• **Passage provided**:

▬▬▬▬▬▬

This is kind of straight to the point, but yet again whenever we hear the line “case-by-case basis” we all kind of wonder how that really works given how Player Safety is currently. If Player Safety can’t do it right, I mean three games for spitting and then fines for blatant head shots, then this leaves me a little weary that this will be truly effective.
“4. In that light, the passage of time is not the most effective way to address these situations. Accordingly, we will create a platform – perhaps a hotline – where instances of inappropriate conduct connected to the NHL can be reported either anonymously or for attribution for us to follow up. It can be any team personnel such as a teammate, trainer, or even the player himself. In this regard, we understand the critical importance of ensuring that no one is retaliated against for raising a concern or participating in an investigation – again either anonymously or for attribution – and I guarantee we will take all reports seriously and follow up. My expectation is that this hotline can function like our SABH hotline, which has been credible and effective.”

▬▬▬▬▬▬

• **Exercise requirements**:
• 1. In the passage on NHL conduct reporting, rewrite the stretch from "This is kind" through "be truly effective.", putting "the league office" in place of "Player Safety" each time it occurs.
• 2. In the passage on NHL conduct reporting, which existing hotline is the new one expected to function like?
• 3. Decide whether each statement agrees with the passage on NHL conduct reporting: (a) The writer mentions a three-game penalty for spitting. (b) Reports to the proposed platform must be made anonymously. (c) The passage of time is called the most effective way to address these situations.

• **Supplied material**:

▬▬▬▬▬▬

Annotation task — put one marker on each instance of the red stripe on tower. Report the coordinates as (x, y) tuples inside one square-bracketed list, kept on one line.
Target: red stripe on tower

▬▬▬▬▬▬

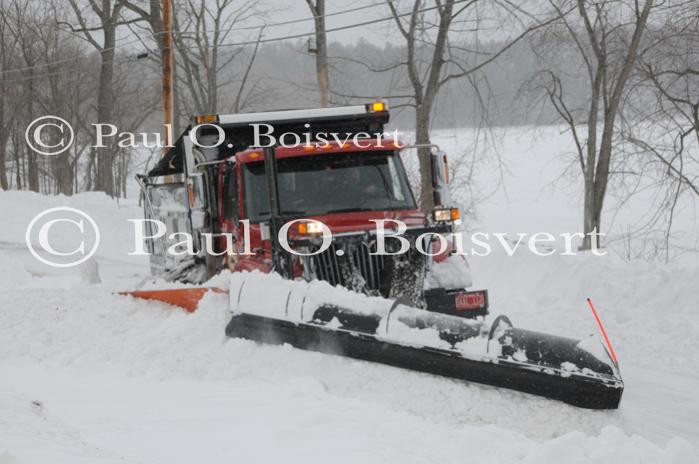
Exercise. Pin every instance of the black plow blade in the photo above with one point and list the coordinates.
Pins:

▬▬▬▬▬▬

• **Exercise responses**:
• 1.
This is kind of straight to the point, but yet again whenever we hear the line “case-by-case basis” we all kind of wonder how that really works given how the league office is currently. If the league office can’t do it right, I mean three games for spitting and then fines for blatant head shots, then this leaves me a little weary that this will be truly effective.

• 2. The SABH hotline.

• 3.
(a) Yes: "three games for spitting"
(b) No: "either anonymously or for attribution"
(c) No: "the passage of time is not the most effective way to address these situations"